Many thanks for all your work. Just two very small issues below:

On 2019/03/22 01:10, Harald Alvestrand wrote:
> With the petering out of discussion, I think it's time to file our
> review of unicode-07 and call it "done". We were asked for a review, we
> have written a review. The review should be part of the public record,
> but I don't think we need to call attention to it by posting it all over
> the place, given that we have new versions of the document to work from.
> Current proposed text:
> **
> *Directorate review of draft-faltstrom-unicode11-07*
> *
> Overall conclusion: Not ready yet, needs some updates. New I-D recommended.
> [Note: As part of the discussion that resulted in this text, a new I-D
> has been issued.]
>      Context issues
> The discussion of draft-faltstrom-unicode11 in the directorate has shown
> that the directorate members share a number of concerns about the
> current state of IDNA, only some of which are directly relevant to this
> memo.
> IDNA2008 considered limits to what was reasonable to register and use in
> the DNS at a number of levels:
>    *
>      A level of “don’t register stuff that causes confusion”. This
>      requires human judgment, and reasonable people may disagree about
>      what causes confusion.
>    *
>      A level of “don’t register stuff that is structurally invalid under
>      the relevant writing system”. Aspects of this can be captured in
>      rulesets (ICANN’s RZ-LGR efforts fall not this category), but
>      requires deep expertise; this is captured in IDNA2008 as the “don’t
>      register what you don’t understand” rule.

REQUIRED ACTIONS —
(A) Report every line of the records that contains the string "gold", treating uppercase and lowercase as different.
(B) Continue the email about the directorate review of the Unicode draft, starting right after its last sentence.

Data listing
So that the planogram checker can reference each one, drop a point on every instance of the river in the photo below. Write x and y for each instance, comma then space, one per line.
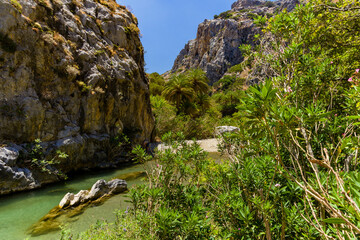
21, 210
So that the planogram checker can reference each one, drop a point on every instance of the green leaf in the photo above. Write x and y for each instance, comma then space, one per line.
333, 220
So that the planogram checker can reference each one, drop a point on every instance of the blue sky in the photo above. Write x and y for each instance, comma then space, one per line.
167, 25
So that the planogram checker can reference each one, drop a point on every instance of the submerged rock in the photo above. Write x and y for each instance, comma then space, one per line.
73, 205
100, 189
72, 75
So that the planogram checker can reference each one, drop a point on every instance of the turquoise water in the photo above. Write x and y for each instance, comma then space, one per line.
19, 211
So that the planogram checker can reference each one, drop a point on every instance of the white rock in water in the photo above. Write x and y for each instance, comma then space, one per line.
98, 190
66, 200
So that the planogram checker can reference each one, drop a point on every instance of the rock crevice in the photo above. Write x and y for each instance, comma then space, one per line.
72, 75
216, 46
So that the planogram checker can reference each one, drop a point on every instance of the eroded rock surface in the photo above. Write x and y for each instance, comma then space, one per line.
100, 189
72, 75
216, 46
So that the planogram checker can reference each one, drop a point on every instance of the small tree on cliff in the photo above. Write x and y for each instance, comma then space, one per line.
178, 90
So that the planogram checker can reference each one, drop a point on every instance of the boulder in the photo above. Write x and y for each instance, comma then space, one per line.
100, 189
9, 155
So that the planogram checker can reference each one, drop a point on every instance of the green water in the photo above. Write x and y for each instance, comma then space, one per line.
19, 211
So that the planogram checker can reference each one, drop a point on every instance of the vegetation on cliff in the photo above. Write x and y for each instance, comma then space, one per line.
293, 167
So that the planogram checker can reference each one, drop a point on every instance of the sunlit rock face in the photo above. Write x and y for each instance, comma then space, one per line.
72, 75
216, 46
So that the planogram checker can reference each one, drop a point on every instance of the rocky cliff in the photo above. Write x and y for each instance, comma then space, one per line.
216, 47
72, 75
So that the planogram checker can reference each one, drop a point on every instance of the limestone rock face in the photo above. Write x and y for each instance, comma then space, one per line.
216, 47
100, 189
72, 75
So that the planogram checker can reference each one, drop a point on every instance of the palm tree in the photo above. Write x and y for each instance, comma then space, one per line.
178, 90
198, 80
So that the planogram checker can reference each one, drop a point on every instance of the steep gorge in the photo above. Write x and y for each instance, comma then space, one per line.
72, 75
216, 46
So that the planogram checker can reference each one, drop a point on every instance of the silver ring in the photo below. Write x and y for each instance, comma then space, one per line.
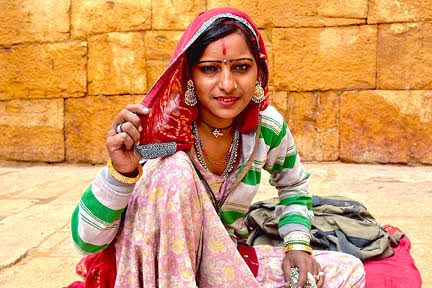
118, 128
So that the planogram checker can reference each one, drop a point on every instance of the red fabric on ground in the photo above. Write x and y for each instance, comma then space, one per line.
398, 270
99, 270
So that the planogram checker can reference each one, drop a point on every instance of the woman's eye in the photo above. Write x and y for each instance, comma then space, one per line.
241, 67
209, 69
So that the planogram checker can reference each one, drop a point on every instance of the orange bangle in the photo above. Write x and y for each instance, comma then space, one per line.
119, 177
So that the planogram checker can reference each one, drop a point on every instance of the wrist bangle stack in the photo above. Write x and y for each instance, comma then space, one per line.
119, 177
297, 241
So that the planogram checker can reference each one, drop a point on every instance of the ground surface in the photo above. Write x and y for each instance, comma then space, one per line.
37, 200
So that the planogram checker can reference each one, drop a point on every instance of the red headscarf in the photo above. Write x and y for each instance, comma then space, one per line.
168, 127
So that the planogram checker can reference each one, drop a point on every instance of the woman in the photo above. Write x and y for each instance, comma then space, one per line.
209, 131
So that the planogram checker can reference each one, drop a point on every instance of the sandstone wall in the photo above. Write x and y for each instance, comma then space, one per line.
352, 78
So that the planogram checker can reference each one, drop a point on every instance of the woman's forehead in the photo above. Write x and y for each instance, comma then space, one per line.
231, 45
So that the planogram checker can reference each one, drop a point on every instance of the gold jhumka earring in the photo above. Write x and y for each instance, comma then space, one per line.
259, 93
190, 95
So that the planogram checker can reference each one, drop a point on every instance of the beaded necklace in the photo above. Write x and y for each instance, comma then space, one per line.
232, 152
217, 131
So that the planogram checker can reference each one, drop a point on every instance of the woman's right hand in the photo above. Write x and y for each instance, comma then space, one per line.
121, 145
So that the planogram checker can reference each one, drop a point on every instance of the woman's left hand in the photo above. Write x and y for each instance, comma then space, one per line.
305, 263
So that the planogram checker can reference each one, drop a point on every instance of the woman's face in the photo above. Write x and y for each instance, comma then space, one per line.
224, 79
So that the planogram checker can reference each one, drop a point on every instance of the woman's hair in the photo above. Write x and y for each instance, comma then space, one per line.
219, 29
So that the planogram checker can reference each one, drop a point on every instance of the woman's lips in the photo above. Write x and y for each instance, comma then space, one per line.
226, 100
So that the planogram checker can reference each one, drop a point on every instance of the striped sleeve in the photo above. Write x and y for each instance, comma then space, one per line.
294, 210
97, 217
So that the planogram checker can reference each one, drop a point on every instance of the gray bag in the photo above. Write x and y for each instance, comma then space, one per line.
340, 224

SOLVED PROBLEMS —
(A)
So that the planogram checker can reference each one, drop a point on every instance of the gold jhumka earring in the photo above. Write x and y for each instance, comma then space, one per line.

(B)
My understanding was that ICANN’s RZ-LGR efforts would (at least 
partially or mostly) fall in this category.

>    *
>      A level of “this is stuff that you should never register, and
>      applications can reasonably choose to treat it as an error or an
>      attack if it ever shows up”. This is the distinction that is
>      captured in the classification of codepoints as DISALLOWED, and
>      where IDNA2008 (with updates) gives precise rules.
> The current document focuses on the last level only - the maintenance of
> the distinction between PVALID and DISALLOWED. (It also considers
> whether new CONTEXTO and CONTEXTJ rules are needed).
> It is clear from directorate discussion that work needs to be done at
> the other levels outlined above too, but it is not clear from the
> discussion what form that work should take or what fora that work is
> reasonably performed in; the work may or may not involve a revision of
> the basic IDNA2008 specifications.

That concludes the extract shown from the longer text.